Activity —
Down to the last line, repeat the entries exactly.

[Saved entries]
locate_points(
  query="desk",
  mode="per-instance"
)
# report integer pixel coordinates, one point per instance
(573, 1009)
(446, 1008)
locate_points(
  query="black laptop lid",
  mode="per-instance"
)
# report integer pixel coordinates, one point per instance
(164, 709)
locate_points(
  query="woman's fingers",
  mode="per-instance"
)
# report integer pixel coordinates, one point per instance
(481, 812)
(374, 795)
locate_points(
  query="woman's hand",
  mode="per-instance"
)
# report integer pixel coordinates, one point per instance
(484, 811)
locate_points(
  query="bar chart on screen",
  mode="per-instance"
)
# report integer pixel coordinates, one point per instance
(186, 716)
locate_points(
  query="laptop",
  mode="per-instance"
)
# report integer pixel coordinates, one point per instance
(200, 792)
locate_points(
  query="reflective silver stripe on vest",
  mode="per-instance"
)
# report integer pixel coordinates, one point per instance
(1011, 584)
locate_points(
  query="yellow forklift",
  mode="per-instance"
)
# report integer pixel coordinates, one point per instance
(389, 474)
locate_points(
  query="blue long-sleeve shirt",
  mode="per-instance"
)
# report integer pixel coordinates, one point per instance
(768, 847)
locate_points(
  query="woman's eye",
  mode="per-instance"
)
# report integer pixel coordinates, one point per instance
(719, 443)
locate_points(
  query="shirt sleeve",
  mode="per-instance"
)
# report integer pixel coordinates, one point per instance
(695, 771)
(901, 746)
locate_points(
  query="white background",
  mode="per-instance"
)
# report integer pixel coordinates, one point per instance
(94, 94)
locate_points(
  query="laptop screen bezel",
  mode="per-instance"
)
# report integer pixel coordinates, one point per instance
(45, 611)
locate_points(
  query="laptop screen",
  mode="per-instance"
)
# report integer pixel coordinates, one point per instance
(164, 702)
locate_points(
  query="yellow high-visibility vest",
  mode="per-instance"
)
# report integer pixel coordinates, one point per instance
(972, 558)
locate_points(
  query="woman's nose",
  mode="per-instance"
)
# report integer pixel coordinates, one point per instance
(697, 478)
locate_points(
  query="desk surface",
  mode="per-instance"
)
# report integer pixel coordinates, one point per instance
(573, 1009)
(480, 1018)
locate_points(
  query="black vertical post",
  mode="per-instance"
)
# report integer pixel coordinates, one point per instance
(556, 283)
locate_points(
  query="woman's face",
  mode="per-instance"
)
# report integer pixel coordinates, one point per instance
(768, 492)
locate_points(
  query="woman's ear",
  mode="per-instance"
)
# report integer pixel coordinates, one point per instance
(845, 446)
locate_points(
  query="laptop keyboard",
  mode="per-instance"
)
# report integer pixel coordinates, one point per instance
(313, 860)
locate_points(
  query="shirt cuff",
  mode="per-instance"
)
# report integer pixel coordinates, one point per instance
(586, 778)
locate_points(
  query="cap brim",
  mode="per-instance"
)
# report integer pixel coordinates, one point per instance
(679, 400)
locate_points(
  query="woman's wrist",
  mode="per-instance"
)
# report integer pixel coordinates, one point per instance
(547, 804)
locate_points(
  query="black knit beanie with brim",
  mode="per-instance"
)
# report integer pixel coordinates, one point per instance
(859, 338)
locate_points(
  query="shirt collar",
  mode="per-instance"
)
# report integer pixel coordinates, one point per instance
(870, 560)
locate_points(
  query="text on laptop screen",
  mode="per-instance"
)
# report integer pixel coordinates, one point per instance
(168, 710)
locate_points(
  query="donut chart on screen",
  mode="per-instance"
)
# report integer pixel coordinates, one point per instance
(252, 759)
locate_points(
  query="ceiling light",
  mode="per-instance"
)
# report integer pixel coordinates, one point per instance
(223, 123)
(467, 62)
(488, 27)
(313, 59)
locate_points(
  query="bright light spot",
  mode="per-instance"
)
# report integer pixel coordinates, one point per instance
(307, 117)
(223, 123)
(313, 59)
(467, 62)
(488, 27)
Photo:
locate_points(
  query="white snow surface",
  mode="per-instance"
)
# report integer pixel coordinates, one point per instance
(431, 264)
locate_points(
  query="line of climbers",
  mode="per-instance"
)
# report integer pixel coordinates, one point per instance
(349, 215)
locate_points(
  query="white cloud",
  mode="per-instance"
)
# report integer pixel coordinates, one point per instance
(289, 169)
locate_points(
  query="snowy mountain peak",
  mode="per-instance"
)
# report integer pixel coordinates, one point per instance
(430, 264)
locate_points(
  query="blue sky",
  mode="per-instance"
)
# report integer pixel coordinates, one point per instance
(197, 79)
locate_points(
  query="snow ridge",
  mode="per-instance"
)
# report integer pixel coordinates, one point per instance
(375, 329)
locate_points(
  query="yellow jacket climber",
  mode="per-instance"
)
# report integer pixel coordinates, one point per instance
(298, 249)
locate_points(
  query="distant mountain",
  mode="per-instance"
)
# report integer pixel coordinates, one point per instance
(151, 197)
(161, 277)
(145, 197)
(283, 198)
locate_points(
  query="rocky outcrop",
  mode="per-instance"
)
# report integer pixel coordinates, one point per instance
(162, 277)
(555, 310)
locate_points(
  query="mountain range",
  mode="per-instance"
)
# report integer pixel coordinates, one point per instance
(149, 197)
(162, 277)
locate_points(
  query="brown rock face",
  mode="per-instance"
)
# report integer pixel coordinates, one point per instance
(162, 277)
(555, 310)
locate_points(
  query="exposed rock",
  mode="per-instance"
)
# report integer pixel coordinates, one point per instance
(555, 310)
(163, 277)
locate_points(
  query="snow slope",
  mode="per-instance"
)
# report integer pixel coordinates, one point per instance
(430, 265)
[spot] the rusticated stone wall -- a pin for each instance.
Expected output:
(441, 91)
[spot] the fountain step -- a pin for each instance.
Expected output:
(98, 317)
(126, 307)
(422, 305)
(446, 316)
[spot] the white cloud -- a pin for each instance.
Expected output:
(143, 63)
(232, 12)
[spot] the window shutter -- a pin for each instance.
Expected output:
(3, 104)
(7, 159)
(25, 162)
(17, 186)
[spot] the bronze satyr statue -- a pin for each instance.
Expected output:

Result of the task —
locate_points(
  query="desk",
  mode="per-instance"
)
# report integer pixel coordinates, one point per instance
(573, 1009)
(446, 1008)
locate_points(
  query="black laptop lid",
  mode="per-instance"
)
# report integer pixel coordinates, one point per instance
(164, 709)
locate_points(
  query="woman's fingers",
  mode="per-instance"
)
# report integer pixel coordinates, one point per instance
(481, 812)
(374, 795)
locate_points(
  query="woman's hand",
  mode="per-instance"
)
# report integer pixel coordinates, one point per instance
(484, 811)
locate_points(
  query="bar chart on screen",
  mode="per-instance"
)
# report integer pixel coordinates, one point per instance
(186, 716)
locate_points(
  query="laptop",
  mode="per-instance"
)
# report integer pixel coordinates, one point per instance
(200, 792)
locate_points(
  query="reflective silver stripe on vest",
  mode="per-instance"
)
# report integer pixel coordinates, one point per instance
(1011, 584)
locate_points(
  query="yellow forklift",
  mode="per-instance"
)
# report integer pixel coordinates, one point per instance
(389, 474)
locate_points(
  query="blue long-sleeve shirt",
  mode="per-instance"
)
# report integer pixel coordinates, one point per instance
(768, 847)
locate_points(
  query="woman's eye",
  mode="per-instance"
)
# report integer pixel coordinates, one point per instance
(719, 443)
locate_points(
  query="shirt sleeve",
  mode="per-instance"
)
# report integer pixel coordinates, one point per instance
(695, 771)
(901, 746)
locate_points(
  query="white background",
  mode="per-instance"
)
# report integer pixel coordinates, one point per instance
(94, 94)
locate_points(
  query="laptop screen bezel",
  mode="per-instance"
)
# report integer pixel coordinates, one point per instance
(45, 611)
locate_points(
  query="laptop screen",
  mode="per-instance"
)
# report integer pixel coordinates, one point per instance
(164, 702)
locate_points(
  query="yellow high-visibility vest",
  mode="per-instance"
)
# report integer pixel coordinates, one point per instance
(972, 558)
locate_points(
  query="woman's nose",
  mode="per-instance"
)
# report integer pixel coordinates, one point per instance
(697, 478)
locate_points(
  query="desk surface",
  mode="per-instance"
)
# report integer pixel coordinates, one point per instance
(573, 1009)
(480, 1018)
locate_points(
  query="black vertical post",
  mode="per-instance"
)
# report integer pixel coordinates, one point per instance
(556, 283)
locate_points(
  query="woman's face",
  mode="per-instance"
)
# report integer pixel coordinates, one point per instance
(768, 492)
locate_points(
  query="woman's ear",
  mode="per-instance"
)
# report integer pixel coordinates, one point per instance
(845, 446)
locate_points(
  query="laptop keyboard",
  mode="per-instance"
)
# report integer pixel coordinates, one point per instance
(313, 860)
locate_points(
  query="shirt cuff",
  mode="per-instance"
)
# report integer pixel coordinates, one point per instance
(586, 778)
locate_points(
  query="cap brim",
  mode="per-instance"
)
# report integer pixel coordinates, one point per instance
(679, 400)
locate_points(
  query="woman's wrist",
  mode="per-instance"
)
# report integer pixel coordinates, one point per instance
(547, 804)
locate_points(
  query="black knit beanie with brim",
  mode="per-instance"
)
# report integer pixel coordinates, one point per instance
(859, 338)
locate_points(
  query="shirt collar",
  mode="per-instance"
)
# report integer pixel coordinates, one point per instance
(870, 560)
locate_points(
  query="text on laptop screen",
  mode="per-instance"
)
# report integer pixel coordinates, one point per instance
(168, 710)
locate_points(
  query="donut chart on screen",
  mode="per-instance"
)
# report integer pixel coordinates, one point per instance
(252, 759)
locate_points(
  query="ceiling light",
  mode="per-instance"
)
# report integer pixel coordinates, one point per instance
(223, 123)
(467, 62)
(488, 27)
(313, 59)
locate_points(
  query="bright light spot",
  mode="per-instance"
)
# report integer pixel coordinates, one point per instance
(307, 117)
(223, 123)
(313, 59)
(467, 62)
(488, 27)
Photo:
locate_points(
  query="white snow surface",
  mode="per-instance"
)
# report integer pixel coordinates, one point per instance
(431, 264)
locate_points(
  query="line of climbers",
  mode="per-instance"
)
# report integer pixel coordinates, one point per instance
(349, 215)
locate_points(
  query="white cloud",
  mode="per-instance"
)
# report integer pixel coordinates, one point per instance
(289, 169)
locate_points(
  query="snowy mountain peak",
  mode="per-instance"
)
# report integer pixel coordinates, one point per instance
(430, 264)
locate_points(
  query="blue sky",
  mode="per-instance"
)
# report integer pixel coordinates, one point per instance
(197, 79)
locate_points(
  query="snow ridge",
  mode="per-instance"
)
# report integer pixel coordinates, one point per instance
(375, 329)
locate_points(
  query="yellow jacket climber",
  mode="per-instance"
)
# report integer pixel coordinates, one point per instance
(298, 249)
locate_points(
  query="distant mountain",
  mode="per-instance"
)
# report integer pixel coordinates, one point per instance
(151, 197)
(161, 277)
(145, 197)
(283, 198)
locate_points(
  query="rocky outcrop",
  mode="per-instance"
)
# report integer pixel coordinates, one point per instance
(162, 277)
(555, 310)
locate_points(
  query="mountain range",
  mode="per-instance"
)
# report integer pixel coordinates, one point per instance
(149, 197)
(162, 277)
locate_points(
  query="brown rock face",
  mode="per-instance"
)
# report integer pixel coordinates, one point per instance
(162, 277)
(555, 310)
locate_points(
  query="exposed rock",
  mode="per-instance"
)
# report integer pixel coordinates, one point per instance
(555, 310)
(163, 277)
locate_points(
  query="snow slope",
  mode="per-instance"
)
# report integer pixel coordinates, one point per instance
(430, 265)
[spot] the rusticated stone wall -- a pin for each instance.
Expected output:
(441, 91)
[spot] the fountain step -- a pin for each instance.
Expected output:
(98, 317)
(126, 307)
(422, 305)
(446, 316)
[spot] the white cloud -- a pin for each instance.
Expected output:
(143, 63)
(232, 12)
[spot] the window shutter -- a pin for each instance.
Expected output:
(3, 104)
(7, 159)
(25, 162)
(17, 186)
[spot] the bronze satyr statue -- a pin for each instance.
Expected output:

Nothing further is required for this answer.